• [Exercise goal] Please set out all the lines of the items below as a numbered list, skipping any blank lines.

(Records)
=-=-=

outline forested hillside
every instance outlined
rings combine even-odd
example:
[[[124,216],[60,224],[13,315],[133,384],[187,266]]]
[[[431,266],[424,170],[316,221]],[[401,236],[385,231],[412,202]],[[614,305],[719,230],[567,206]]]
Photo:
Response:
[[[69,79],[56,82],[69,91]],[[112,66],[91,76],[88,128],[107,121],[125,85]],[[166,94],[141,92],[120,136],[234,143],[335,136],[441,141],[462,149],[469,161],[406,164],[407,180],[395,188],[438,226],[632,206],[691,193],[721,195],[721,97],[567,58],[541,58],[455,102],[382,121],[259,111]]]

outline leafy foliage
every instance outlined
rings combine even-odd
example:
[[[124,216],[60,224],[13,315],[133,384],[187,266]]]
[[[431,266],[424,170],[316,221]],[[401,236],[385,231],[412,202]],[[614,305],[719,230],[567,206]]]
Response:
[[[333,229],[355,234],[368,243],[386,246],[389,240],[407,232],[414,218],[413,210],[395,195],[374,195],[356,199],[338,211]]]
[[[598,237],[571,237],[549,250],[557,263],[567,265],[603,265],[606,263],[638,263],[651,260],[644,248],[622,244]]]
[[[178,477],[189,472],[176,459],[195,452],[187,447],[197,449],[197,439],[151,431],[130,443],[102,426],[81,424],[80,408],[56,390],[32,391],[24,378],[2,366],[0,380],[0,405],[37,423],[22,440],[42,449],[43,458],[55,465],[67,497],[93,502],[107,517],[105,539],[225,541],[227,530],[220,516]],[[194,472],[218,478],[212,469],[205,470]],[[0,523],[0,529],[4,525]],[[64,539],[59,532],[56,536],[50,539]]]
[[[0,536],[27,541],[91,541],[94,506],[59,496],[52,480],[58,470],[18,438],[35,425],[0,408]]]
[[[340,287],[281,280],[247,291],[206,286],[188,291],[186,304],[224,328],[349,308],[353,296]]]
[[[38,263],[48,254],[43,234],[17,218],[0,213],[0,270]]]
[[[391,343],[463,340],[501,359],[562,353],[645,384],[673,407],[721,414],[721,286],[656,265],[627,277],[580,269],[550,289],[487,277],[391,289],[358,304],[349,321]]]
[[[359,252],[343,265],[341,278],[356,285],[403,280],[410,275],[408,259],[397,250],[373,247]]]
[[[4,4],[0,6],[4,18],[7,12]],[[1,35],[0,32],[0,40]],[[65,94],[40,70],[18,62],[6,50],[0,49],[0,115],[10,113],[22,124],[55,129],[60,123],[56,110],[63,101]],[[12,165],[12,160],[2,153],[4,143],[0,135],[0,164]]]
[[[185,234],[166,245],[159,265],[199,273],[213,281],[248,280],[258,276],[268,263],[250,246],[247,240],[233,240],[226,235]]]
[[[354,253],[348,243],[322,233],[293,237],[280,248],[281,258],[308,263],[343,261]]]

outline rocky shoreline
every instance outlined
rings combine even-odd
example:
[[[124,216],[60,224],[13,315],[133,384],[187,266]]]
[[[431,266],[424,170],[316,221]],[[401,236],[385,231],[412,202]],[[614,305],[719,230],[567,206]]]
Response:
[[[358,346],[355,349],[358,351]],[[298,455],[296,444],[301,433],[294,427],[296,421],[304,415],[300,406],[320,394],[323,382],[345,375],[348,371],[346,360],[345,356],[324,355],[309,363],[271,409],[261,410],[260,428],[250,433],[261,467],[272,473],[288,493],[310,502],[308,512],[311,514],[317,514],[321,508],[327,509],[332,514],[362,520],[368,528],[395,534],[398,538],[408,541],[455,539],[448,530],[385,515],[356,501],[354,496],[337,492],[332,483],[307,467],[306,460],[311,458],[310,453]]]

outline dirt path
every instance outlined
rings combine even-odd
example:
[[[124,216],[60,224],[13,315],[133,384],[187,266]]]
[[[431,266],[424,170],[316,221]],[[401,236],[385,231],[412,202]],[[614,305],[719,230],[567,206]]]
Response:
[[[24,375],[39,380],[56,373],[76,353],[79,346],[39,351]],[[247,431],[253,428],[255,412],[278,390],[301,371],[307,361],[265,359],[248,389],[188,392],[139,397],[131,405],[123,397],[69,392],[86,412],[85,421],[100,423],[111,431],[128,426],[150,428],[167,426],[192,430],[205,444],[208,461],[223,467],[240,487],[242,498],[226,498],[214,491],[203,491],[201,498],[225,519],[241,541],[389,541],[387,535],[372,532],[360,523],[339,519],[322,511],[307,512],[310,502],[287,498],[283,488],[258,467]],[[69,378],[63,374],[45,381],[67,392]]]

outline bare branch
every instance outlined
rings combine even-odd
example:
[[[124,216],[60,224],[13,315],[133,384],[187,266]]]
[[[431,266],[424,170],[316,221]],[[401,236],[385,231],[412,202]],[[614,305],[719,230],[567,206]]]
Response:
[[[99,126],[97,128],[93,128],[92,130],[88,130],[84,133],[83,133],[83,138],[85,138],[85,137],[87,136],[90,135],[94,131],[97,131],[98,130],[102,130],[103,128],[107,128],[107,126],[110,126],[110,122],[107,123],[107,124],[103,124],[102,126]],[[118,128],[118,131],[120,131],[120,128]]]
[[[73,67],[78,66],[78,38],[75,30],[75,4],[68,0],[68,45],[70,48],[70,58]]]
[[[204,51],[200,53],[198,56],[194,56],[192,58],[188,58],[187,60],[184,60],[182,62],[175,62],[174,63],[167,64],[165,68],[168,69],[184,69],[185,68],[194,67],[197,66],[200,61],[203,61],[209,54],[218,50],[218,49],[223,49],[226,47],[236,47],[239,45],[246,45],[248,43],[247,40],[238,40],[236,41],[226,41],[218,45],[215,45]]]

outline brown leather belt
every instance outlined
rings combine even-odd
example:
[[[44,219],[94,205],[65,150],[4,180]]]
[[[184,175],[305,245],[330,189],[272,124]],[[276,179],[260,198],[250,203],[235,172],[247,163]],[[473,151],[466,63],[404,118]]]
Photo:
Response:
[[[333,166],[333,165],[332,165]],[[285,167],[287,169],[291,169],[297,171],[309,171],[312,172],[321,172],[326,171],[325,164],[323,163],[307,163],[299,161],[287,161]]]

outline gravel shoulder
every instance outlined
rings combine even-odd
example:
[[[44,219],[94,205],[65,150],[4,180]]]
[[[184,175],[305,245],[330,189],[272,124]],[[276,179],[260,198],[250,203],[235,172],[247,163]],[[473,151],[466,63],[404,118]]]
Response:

=-=-=

• [Answer in full]
1. outline forested hillside
2. every instance outlined
3. rings combine even-odd
4. example:
5. [[[124,216],[60,224],[13,315],[133,384],[187,266]]]
6. [[[431,266],[424,170],[316,221]],[[401,236],[385,231],[412,202]],[[614,305],[719,230],[567,206]]]
7. Photo:
8. Response:
9. [[[69,79],[56,82],[69,91]],[[112,66],[91,76],[88,128],[107,121],[125,85]],[[166,94],[141,92],[120,136],[234,143],[335,136],[441,141],[462,149],[469,161],[406,164],[407,180],[395,188],[438,226],[632,206],[691,193],[721,195],[721,97],[567,58],[541,58],[455,102],[382,121],[259,111]]]
10. outline leafy foliage
11. every instance outlined
12. rings combine even-odd
13. example:
14. [[[124,216],[60,224],[13,315],[133,384],[187,266]]]
15. [[[431,266],[424,170],[316,221]],[[401,236],[385,231],[412,202]],[[614,305],[719,230],[567,206]]]
16. Response:
17. [[[333,229],[355,234],[368,243],[386,246],[389,240],[407,232],[414,218],[413,210],[395,195],[374,195],[356,199],[338,211]]]
18. [[[598,237],[571,237],[549,250],[557,263],[567,265],[603,265],[606,263],[638,263],[651,260],[644,248],[622,244]]]
19. [[[178,477],[189,472],[176,459],[195,452],[187,447],[197,449],[197,439],[151,431],[130,443],[102,426],[81,424],[80,408],[56,390],[32,391],[24,378],[2,366],[0,380],[0,405],[37,423],[22,440],[42,449],[43,458],[55,465],[67,497],[93,502],[107,517],[105,539],[225,541],[227,530],[220,516]],[[194,472],[218,478],[212,469],[205,470]],[[0,523],[0,529],[4,525]],[[64,539],[59,532],[56,536],[50,539]]]
20. [[[0,536],[27,541],[91,541],[94,506],[59,496],[52,480],[58,470],[18,438],[35,425],[0,408]]]
21. [[[340,287],[281,280],[247,291],[206,286],[188,291],[186,304],[224,328],[349,308],[353,296]]]
22. [[[38,263],[48,254],[43,234],[17,218],[0,213],[0,270]]]
23. [[[391,343],[463,340],[501,359],[562,353],[645,384],[673,407],[721,414],[721,286],[656,265],[627,277],[580,269],[550,289],[487,277],[391,289],[358,304],[349,321]]]
24. [[[359,252],[343,265],[341,278],[356,285],[403,280],[410,275],[408,259],[397,250],[373,247]]]
25. [[[4,4],[0,6],[4,18],[7,12]],[[1,35],[0,32],[0,40]],[[65,94],[40,70],[18,62],[6,50],[0,49],[0,115],[10,113],[22,124],[55,129],[60,123],[56,110],[63,101]],[[12,165],[12,160],[2,153],[4,143],[0,135],[0,164]]]
26. [[[185,234],[166,245],[159,265],[199,273],[213,281],[248,280],[258,276],[268,263],[250,246],[247,240],[233,240],[226,235]]]
27. [[[354,253],[348,243],[322,233],[293,237],[280,248],[281,258],[308,263],[343,261]]]
28. outline rocky shoreline
29. every instance outlined
30. rings combine even-odd
31. example:
32. [[[124,216],[60,224],[13,315],[133,384],[187,266]]]
33. [[[431,266],[424,170],[316,221]],[[401,236],[385,231],[412,202]],[[614,305],[719,230],[567,206]]]
34. Response:
35. [[[358,346],[355,349],[358,351]],[[298,455],[296,444],[301,433],[294,427],[296,421],[304,415],[300,406],[320,394],[323,382],[345,375],[348,371],[346,360],[345,356],[324,355],[309,363],[271,409],[261,410],[260,428],[250,433],[261,467],[272,473],[288,493],[310,502],[308,512],[311,514],[317,514],[321,508],[327,509],[332,514],[362,520],[368,528],[395,534],[398,538],[408,541],[455,539],[448,530],[385,515],[356,501],[354,496],[337,492],[332,483],[307,467],[306,460],[311,458],[310,453]]]
36. outline dirt path
37. every instance outlined
38. rings combine even-odd
39. example:
40. [[[124,216],[60,224],[13,315],[133,384],[187,266]]]
41. [[[431,266],[424,170],[316,221]],[[401,236],[385,231],[412,202]],[[614,305],[719,230],[567,206]]]
42. Response:
43. [[[24,375],[39,380],[56,373],[76,353],[79,346],[39,351]],[[247,431],[253,428],[255,412],[278,390],[301,371],[307,361],[265,359],[248,389],[188,392],[139,397],[131,405],[123,397],[69,392],[86,412],[85,421],[100,423],[111,431],[128,426],[150,428],[167,426],[192,430],[205,444],[208,461],[223,467],[240,487],[242,498],[226,498],[214,491],[203,491],[201,498],[225,519],[241,541],[389,541],[387,535],[372,532],[360,523],[339,519],[322,511],[307,512],[310,502],[287,498],[283,488],[258,467]],[[69,378],[63,374],[45,381],[67,392]]]
44. outline bare branch
45. every instance outlined
46. rings combine even-odd
47. example:
48. [[[124,216],[60,224],[13,315],[133,384],[187,266]]]
49. [[[431,266],[424,170],[316,221]],[[401,236],[385,231],[412,202]],[[614,305],[719,230],[567,206]]]
50. Response:
51. [[[99,126],[97,128],[93,128],[92,130],[88,130],[84,133],[83,133],[83,138],[85,138],[85,137],[87,136],[90,135],[94,131],[97,131],[98,130],[102,130],[103,128],[107,128],[107,126],[110,126],[110,122],[107,123],[107,124],[103,124],[102,126]],[[118,128],[118,131],[120,131],[120,128]]]
52. [[[73,67],[78,66],[78,38],[75,30],[75,4],[68,0],[68,45],[70,48],[70,58]]]
53. [[[204,51],[200,53],[198,56],[194,56],[192,58],[188,58],[187,60],[184,60],[182,62],[175,62],[174,63],[167,64],[165,68],[168,69],[184,69],[185,68],[194,67],[197,66],[200,61],[203,61],[209,54],[218,50],[218,49],[223,49],[226,47],[236,47],[239,45],[246,45],[248,43],[247,40],[238,40],[236,41],[226,41],[218,45],[215,45]]]
54. outline brown leather belt
55. every instance outlined
56. rings combine even-odd
57. example:
58. [[[44,219],[94,205],[65,150],[4,180]]]
59. [[[184,175],[305,245],[330,189],[272,124]],[[276,179],[260,198],[250,203],[235,172],[247,163]],[[473,151],[466,63],[404,118]]]
60. Photo:
61. Response:
62. [[[333,166],[333,165],[332,165]],[[285,167],[287,169],[291,169],[297,171],[309,171],[312,172],[321,172],[326,171],[325,164],[323,163],[307,163],[299,161],[287,161]]]
63. outline gravel shoulder
64. every instance outlined
65. rings combine even-odd
66. example:
67. [[[44,219],[94,205],[65,150],[4,180]]]
68. [[[184,175],[305,245],[330,189],[272,124]],[[276,179],[260,198],[250,203],[235,172],[247,163]],[[473,151],[466,63],[404,118]]]
69. Response:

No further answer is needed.